**Quoted passage**
# # # #
After the first phrase is checked, the process of FIG. 1 may repeat with the next phrase. The process detailed in FIG. 1 can be run for varied phrase lengths, depending on the user's desired configuration. For example, a company may choose to search phrases that range in length from one to fifteen words. This example is not meant to limit the invention in any way. In this way, the entire document is checked for potential policy violations or violations of law.
FIG. 5 shows a policy violation checker 500 according to an embodiment. Policy violation checker 500 includes a phrase capturer 504, phrase comparator 506, a database of identified potentially problematic phrases 508, analyzer 510, updated 512, context detector 514 and notifier 516.
Policy violation checker 500 may execute method 100 identified in FIG. 1 and further explained above, but is not limited and may operate in accordance with other embodiments.
In the embodiment shown in FIG. 5, policy violation checker 500 receives text or data 502. Data 502 can include, for example and without limitation, text from word processing software, e-mail software, spreadsheet software, or presentation software.
Phrase capturer 504 captures a phrase from data 502. The length may be, for example and without limitation, at least one word, depending on the configuration of phrase capturer 504.
# # # #
**Information provided**
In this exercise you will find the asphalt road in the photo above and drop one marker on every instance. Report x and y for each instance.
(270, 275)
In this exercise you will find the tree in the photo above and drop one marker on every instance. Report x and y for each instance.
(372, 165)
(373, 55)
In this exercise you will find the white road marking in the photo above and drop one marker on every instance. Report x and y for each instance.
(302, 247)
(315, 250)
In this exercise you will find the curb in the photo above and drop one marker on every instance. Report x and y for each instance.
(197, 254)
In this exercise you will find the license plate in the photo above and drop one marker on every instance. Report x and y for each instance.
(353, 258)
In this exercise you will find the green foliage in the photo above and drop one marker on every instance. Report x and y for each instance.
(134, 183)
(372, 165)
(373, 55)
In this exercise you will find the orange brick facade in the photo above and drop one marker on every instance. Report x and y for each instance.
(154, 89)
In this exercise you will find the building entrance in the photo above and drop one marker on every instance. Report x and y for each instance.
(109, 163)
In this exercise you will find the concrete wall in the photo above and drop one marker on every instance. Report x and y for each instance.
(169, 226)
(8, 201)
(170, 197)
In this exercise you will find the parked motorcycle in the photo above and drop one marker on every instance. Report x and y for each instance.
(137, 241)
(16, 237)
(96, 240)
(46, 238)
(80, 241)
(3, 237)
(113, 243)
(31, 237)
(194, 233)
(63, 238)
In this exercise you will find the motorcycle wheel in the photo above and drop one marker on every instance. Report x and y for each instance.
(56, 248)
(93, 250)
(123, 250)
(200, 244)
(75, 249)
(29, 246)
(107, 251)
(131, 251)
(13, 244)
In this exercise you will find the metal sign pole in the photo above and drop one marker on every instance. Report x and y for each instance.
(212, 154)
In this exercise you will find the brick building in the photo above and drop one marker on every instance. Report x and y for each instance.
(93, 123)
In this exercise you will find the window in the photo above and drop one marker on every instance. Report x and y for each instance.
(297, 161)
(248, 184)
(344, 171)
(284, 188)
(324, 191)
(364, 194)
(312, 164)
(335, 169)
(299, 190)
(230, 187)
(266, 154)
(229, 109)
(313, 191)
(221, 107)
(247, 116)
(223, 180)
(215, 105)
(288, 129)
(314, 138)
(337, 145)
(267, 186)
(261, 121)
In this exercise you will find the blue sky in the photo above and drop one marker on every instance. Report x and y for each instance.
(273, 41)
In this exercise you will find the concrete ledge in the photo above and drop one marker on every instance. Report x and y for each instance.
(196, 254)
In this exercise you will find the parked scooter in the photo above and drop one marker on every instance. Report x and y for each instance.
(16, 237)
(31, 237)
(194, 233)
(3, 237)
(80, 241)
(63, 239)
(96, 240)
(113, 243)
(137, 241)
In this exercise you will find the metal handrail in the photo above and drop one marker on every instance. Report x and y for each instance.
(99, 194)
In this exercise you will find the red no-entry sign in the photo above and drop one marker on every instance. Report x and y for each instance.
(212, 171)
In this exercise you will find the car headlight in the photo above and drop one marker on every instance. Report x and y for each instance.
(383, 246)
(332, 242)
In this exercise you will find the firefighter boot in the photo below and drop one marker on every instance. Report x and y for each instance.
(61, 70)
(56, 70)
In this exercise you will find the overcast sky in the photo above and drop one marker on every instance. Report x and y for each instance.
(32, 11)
# # # #
**Exercise 1**
Answer these questions about the policy violation checker passage:
(a) In the example given, what range of phrase lengths might a company choose to search?
(b) Which component captures a phrase from data 502?
(c) What reference number does the notifier have?
**Exercise 2**
Repeat a part of the policy violation checker passage word for word, beginning at the words "Phrase capturer 504 captures" and stopping after the words "phrase capturer 504.".
**Exercise 3**
Does each statement agree with the policy violation checker passage? Answer yes or no, and quote the words that decide it.
(a) Policy violation checker 500 can operate only by executing method 100.
(b) Data 502 can include text from e-mail software.
(c) Once the first phrase is checked, the process of FIG. 1 may repeat with the next phrase.
Base every answer on the policy violation checker passage alone, not on the data.

**Full solution 1**
(a) From one to fifteen words.
(b) Phrase capturer 504.
(c) 516.

**Full solution 2**
Phrase capturer 504 captures a phrase from data 502. The length may be, for example and without limitation, at least one word, depending on the configuration of phrase capturer 504.

**Full solution 3**
(a) No: "but is not limited and may operate in accordance with other embodiments."
(b) Yes: "text from word processing software, e-mail software, spreadsheet software, or presentation software."
(c) Yes: "After the first phrase is checked, the process of FIG. 1 may repeat with the next phrase."